#### [OBJECTIF VISÉ]
Dites si chacune des affirmations suivantes concorde avec le texte sur les chaînes sportives privées de matches. Répondez par oui ou non et citez à l'identique les mots du texte qui tranchent.
(a) Canal+ a refusé de payer à la Ligue de football professionnel la prochaine échéance des droits TV de la Ligue 1.
(b) RMC Sport a versé en tout 175 millions d'euros cette saison.
(c) La saison de Ligue 1 n'a été suspendue que temporairement.

#### [TEXTE À LIRE]
=-=-=

Pour les chaînes de télévisions sportives, la pilule a du mal à passer. Alors que l'épidémie de coronavirus a entraîné la suspension de la totalité des championnats européens, tout comme des compétitions européennes, et même la fin définitive de la saison de Ligue 1, cette situation touche aussi bien Canal+, Bein Sport que  RMC Sport, privés de matches en direct à proposer à leurs abonnés, que ces derniers, qui exigent pour certains un dédommagement. 

Fin mars, Canal+ avait annoncé qu'il refusait de verser à la Ligue de football professionnel la prochaine échéance prévue au titre des droits TV de la Ligue 1. De son côté, RMC Sport, qui diffuse la Ligue des champions et la Ligue Europa, a fait savoir par la voix de son propriétaire Patrick Drahi, qu'elle comptait bien récupérer l'argent investi cette saison, soit deux fois 175 millions d'euros versés en juillet puis janvier. "Je n'ai vu personne jouer depuis mi-mars. Nous n'allons pas payer pour quelque chose que je n'obtiens pas (...) Je compte récupérer de l'argent très rapidement", avait notamment déclaré l'hommes d'affaires, cité par L'Équipe.

=-=-=

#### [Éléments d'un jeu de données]
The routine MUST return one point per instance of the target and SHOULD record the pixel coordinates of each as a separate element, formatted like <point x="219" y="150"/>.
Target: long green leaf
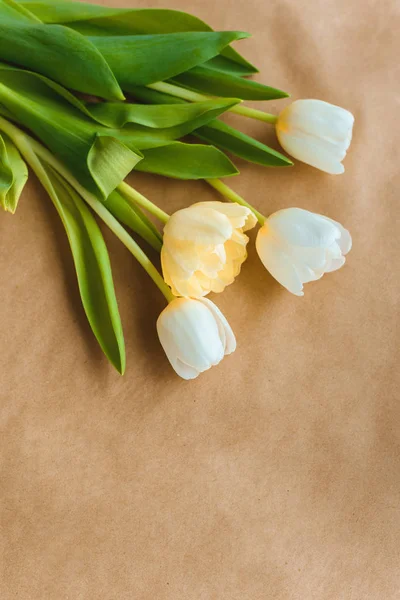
<point x="217" y="83"/>
<point x="60" y="53"/>
<point x="134" y="218"/>
<point x="94" y="155"/>
<point x="13" y="174"/>
<point x="219" y="134"/>
<point x="93" y="269"/>
<point x="144" y="59"/>
<point x="187" y="161"/>
<point x="222" y="135"/>
<point x="91" y="19"/>
<point x="119" y="114"/>
<point x="143" y="137"/>
<point x="9" y="8"/>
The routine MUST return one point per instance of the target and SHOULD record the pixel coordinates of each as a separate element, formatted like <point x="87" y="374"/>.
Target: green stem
<point x="254" y="113"/>
<point x="179" y="92"/>
<point x="232" y="196"/>
<point x="129" y="193"/>
<point x="32" y="151"/>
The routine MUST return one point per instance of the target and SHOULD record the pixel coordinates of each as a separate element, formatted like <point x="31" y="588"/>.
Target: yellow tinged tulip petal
<point x="317" y="133"/>
<point x="205" y="247"/>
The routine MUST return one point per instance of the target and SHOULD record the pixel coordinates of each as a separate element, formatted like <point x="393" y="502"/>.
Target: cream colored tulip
<point x="195" y="335"/>
<point x="317" y="133"/>
<point x="298" y="246"/>
<point x="205" y="247"/>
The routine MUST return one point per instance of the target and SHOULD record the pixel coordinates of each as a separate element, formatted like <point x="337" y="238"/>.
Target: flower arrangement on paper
<point x="104" y="91"/>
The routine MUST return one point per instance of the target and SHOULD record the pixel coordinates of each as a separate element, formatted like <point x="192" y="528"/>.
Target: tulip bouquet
<point x="89" y="94"/>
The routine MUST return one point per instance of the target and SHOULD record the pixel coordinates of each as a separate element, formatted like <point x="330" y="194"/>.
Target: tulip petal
<point x="226" y="334"/>
<point x="277" y="262"/>
<point x="303" y="228"/>
<point x="199" y="225"/>
<point x="184" y="370"/>
<point x="345" y="241"/>
<point x="189" y="333"/>
<point x="321" y="119"/>
<point x="240" y="217"/>
<point x="335" y="264"/>
<point x="309" y="150"/>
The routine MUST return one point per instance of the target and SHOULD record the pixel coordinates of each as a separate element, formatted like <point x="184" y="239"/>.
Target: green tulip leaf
<point x="13" y="174"/>
<point x="141" y="138"/>
<point x="11" y="9"/>
<point x="96" y="157"/>
<point x="216" y="83"/>
<point x="222" y="135"/>
<point x="133" y="217"/>
<point x="58" y="52"/>
<point x="119" y="114"/>
<point x="91" y="19"/>
<point x="93" y="269"/>
<point x="144" y="59"/>
<point x="187" y="161"/>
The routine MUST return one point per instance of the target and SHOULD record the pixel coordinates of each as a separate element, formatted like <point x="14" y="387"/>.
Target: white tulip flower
<point x="298" y="246"/>
<point x="205" y="247"/>
<point x="316" y="133"/>
<point x="195" y="335"/>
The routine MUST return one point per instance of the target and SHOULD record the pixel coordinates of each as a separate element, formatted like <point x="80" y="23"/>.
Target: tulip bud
<point x="195" y="335"/>
<point x="317" y="133"/>
<point x="298" y="246"/>
<point x="205" y="247"/>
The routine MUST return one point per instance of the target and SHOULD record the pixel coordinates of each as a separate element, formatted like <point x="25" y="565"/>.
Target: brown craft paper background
<point x="273" y="476"/>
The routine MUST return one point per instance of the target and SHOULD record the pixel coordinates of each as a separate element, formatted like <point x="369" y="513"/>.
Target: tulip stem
<point x="179" y="92"/>
<point x="34" y="153"/>
<point x="232" y="196"/>
<point x="137" y="198"/>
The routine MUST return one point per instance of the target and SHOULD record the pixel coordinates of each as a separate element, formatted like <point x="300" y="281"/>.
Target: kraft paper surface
<point x="276" y="475"/>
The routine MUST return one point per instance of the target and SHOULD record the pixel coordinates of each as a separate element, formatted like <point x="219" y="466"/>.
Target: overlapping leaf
<point x="187" y="161"/>
<point x="144" y="59"/>
<point x="58" y="52"/>
<point x="99" y="160"/>
<point x="13" y="174"/>
<point x="208" y="81"/>
<point x="91" y="19"/>
<point x="222" y="135"/>
<point x="93" y="269"/>
<point x="130" y="215"/>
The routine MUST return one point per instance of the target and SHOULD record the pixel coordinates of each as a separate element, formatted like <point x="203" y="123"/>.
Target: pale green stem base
<point x="136" y="197"/>
<point x="32" y="151"/>
<point x="179" y="92"/>
<point x="232" y="196"/>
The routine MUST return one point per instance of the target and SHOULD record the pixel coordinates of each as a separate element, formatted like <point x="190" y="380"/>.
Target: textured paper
<point x="277" y="474"/>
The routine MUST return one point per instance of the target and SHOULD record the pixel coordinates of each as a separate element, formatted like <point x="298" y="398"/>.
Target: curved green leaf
<point x="119" y="114"/>
<point x="13" y="174"/>
<point x="9" y="8"/>
<point x="145" y="59"/>
<point x="61" y="54"/>
<point x="222" y="135"/>
<point x="91" y="151"/>
<point x="142" y="137"/>
<point x="134" y="218"/>
<point x="91" y="19"/>
<point x="93" y="269"/>
<point x="216" y="83"/>
<point x="187" y="161"/>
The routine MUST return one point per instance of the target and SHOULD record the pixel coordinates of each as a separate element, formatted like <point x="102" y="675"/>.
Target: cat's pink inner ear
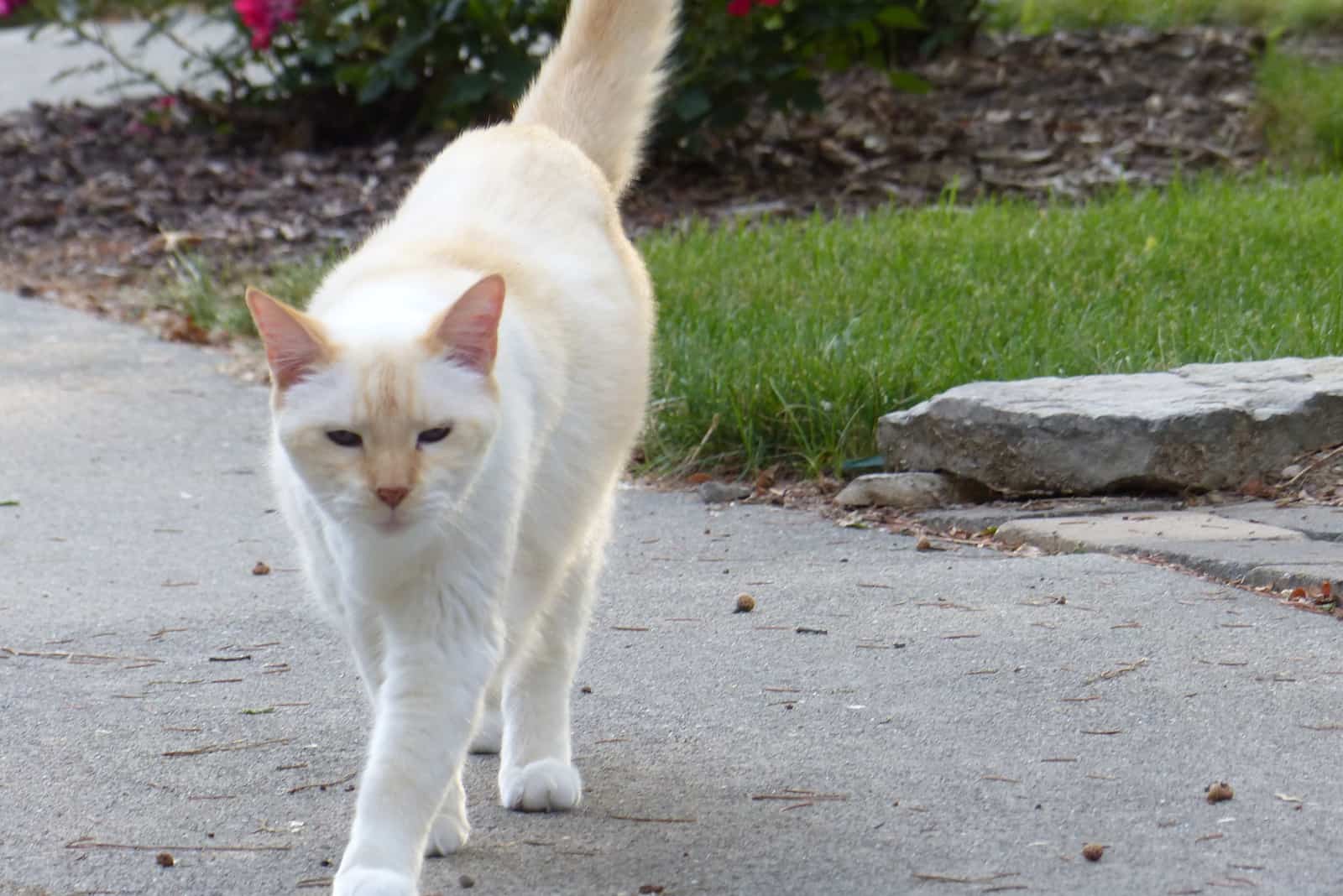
<point x="295" y="346"/>
<point x="469" y="331"/>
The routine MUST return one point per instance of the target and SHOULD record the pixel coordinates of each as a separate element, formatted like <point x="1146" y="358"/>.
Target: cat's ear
<point x="468" y="333"/>
<point x="295" y="344"/>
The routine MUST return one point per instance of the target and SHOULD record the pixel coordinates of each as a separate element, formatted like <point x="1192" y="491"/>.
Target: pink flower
<point x="261" y="18"/>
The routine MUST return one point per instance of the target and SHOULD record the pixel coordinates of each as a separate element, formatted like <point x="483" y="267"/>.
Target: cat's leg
<point x="536" y="773"/>
<point x="436" y="669"/>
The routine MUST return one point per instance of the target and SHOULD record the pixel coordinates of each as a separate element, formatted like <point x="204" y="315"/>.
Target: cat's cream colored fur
<point x="504" y="305"/>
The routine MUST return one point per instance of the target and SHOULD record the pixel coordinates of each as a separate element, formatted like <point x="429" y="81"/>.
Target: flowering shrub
<point x="261" y="18"/>
<point x="367" y="69"/>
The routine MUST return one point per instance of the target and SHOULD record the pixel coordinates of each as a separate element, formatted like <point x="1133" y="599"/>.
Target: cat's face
<point x="386" y="436"/>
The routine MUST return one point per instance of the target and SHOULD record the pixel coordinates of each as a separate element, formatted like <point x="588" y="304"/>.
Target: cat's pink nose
<point x="393" y="497"/>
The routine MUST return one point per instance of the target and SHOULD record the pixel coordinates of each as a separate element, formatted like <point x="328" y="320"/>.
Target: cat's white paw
<point x="447" y="836"/>
<point x="373" y="882"/>
<point x="546" y="785"/>
<point x="489" y="735"/>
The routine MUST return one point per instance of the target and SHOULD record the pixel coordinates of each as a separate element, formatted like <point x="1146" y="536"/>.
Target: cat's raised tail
<point x="601" y="83"/>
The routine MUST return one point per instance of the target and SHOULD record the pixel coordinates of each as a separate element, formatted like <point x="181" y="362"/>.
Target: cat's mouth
<point x="393" y="524"/>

=-=-=

#### [CORRIGÉ]
(a) Oui : « Canal+ avait annoncé qu'il refusait de verser à la Ligue de football professionnel la prochaine échéance prévue au titre des droits TV de la Ligue 1 ».
(b) Non : « soit deux fois 175 millions d'euros versés en juillet puis janvier ».
(c) Non : « et même la fin définitive de la saison de Ligue 1 ».